= Given problem A =
Reproduce the patent passage word for word, from "In exchange for" up to and including "incentives for what?".
= Given problem B =
Write the next part of the essay on patents, starting right after its final sentence.

= Document extract =
==============================
Patent is one of the rights granted to the creators of intellectual products. Ideas are, of course, recognized as being part of humanity’s common base and therefore not appropriable by a private person. In this respect, they are outside the law. A literary subject, an artistic principle, a political idea, or a scientific vision, for example, cannot be monopolized. What can however tilt over into private property is the concretization of the idea, theme or principle. Only then may it be the object of a private right.
In exchange for patent rights the inventor must publicly divulge the technical details on the invention. This is the typical response of the patent system to the knowledge trade off. The public availability of the technical description is an essential element. It is the basis of the balance between the inventor’s interest and those of society. This does not mean that other people can use the knowledge which is made publicly available through a patent application. It means rather that the patent system facilitates “the show”, contributes to make the knowledge visible, support informational spillovers. Before its creation in the 16th century, inventors were hostile to the idea of revealing new knowledge.
Designing incentives for what?
It is a frequent misperception that the policy purpose of patents is primarily to reward and thereby encourage invention, defined as the initial creation of an idea for a new product or process. Based on this misperception, some argue that patents are not necessary, because creativity is inherent in the human spirit, and new ideas are all around us. Patent’s enemies are quick to extract the names of Leonardo, Gutenberg or Michelangelo from the history of art to make their case that patent is not indispensable to boost creativity!
==============================
= Listed entries =
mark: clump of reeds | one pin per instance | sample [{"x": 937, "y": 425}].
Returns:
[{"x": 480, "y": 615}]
==============================
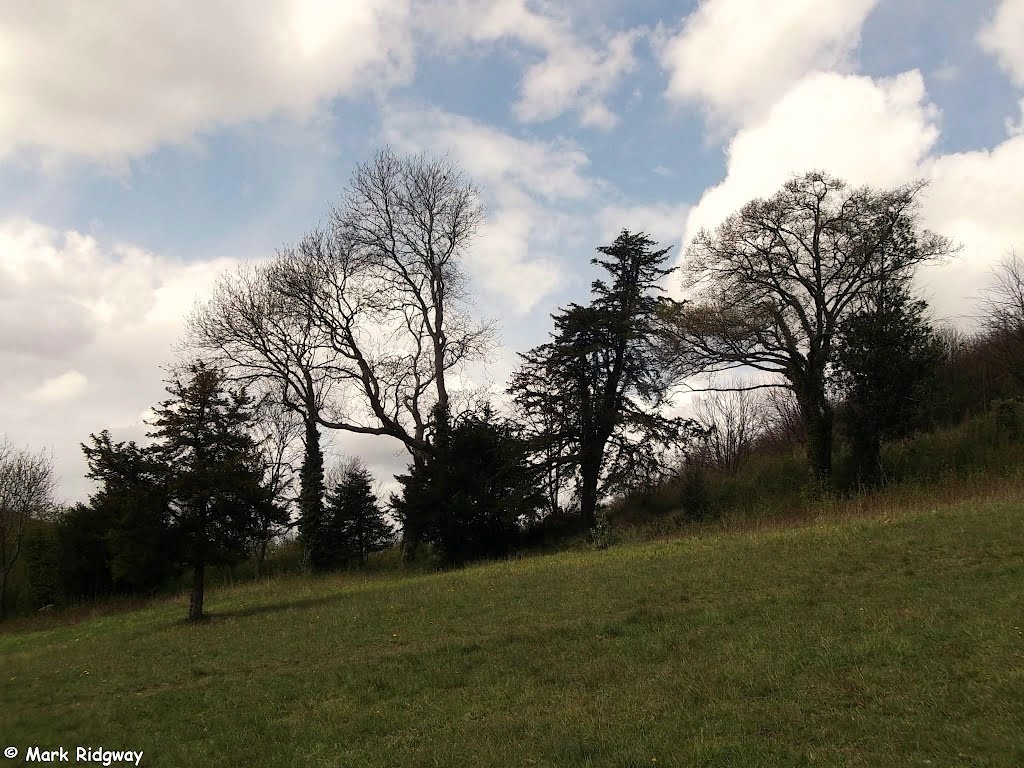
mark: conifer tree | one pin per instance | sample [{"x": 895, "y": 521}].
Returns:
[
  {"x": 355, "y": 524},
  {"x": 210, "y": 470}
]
==============================
= Output A =
In exchange for patent rights the inventor must publicly divulge the technical details on the invention. This is the typical response of the patent system to the knowledge trade off. The public availability of the technical description is an essential element. It is the basis of the balance between the inventor’s interest and those of society. This does not mean that other people can use the knowledge which is made publicly available through a patent application. It means rather that the patent system facilitates “the show”, contributes to make the knowledge visible, support informational spillovers. Before its creation in the 16th century, inventors were hostile to the idea of revealing new knowledge.
Designing incentives for what?

= Output B =
But the economic function of patents is not just to reward invention, but to provide a secure economic environment for the investment that converts ideas in reality (Jaffe, 2005). This “D” part of R&D is expensive, and is often carried out most effectively in the private sector. Thus fostering the investment in development is a key policy problem. Patents are not the only mechanism for protecting and thereby encouraging this investment, but they are important one. They are particularly important for start up firms dependent on external finance, and for inventions that must be transferred or licensed from one firm to another in order to make the transition to the commercialization phase.
The unanticipated effects of patents on innovation in “complex technology” situations
Patent is likely to encourage innovation (above). But this relation is not so simple; it is depending on the topography of technical advance in a field, in particular how inventions are linked to each other, and in the extent to which rapid technical advance requires a diversity of actors and minds. We can differentiate two cases in which the relation between patent and innovation is likely to lead to unanticipated situations (such as heavy transaction costs and even innovation blockage) (Merges and Nelson, 1994).
By cumulative technology legal and economic scholars mean one in which today’s advances lay the basis for tomorrow’s, which in turn lay the basis for a next round, etc..Innovative cumulativeness has implications both for the social value of discoveries and for the ease with which firms can be given incentives to create them. The social value of an invention is compounded by the fact that the discovery facilitates or becomes a basis for future discoveries. However, cumulativeness makes it especially difficult to turn social value into private value, as must be done if firms will have incentive to innovate. This is particularly true when future innovations are improved versions of previous innovations. Later products can supplant the earlier products in the market, thus terminating the profitability of the products that facilitated them. In that case, there may be too little incentive to provide the earlier products (Scotchmer, 1991).
By system’s technology, scholars mean a technology in which a useful product is made out of different components, each of which might be invented independently. But if a patent on one component that is key to a variety of systems is defined broadly, the holder of that patent may be able to block others from commercializing those systems without license. On the other hand the holder of a broad patent on another essential component may be able to block the holder of the former patent from building a state of the art system.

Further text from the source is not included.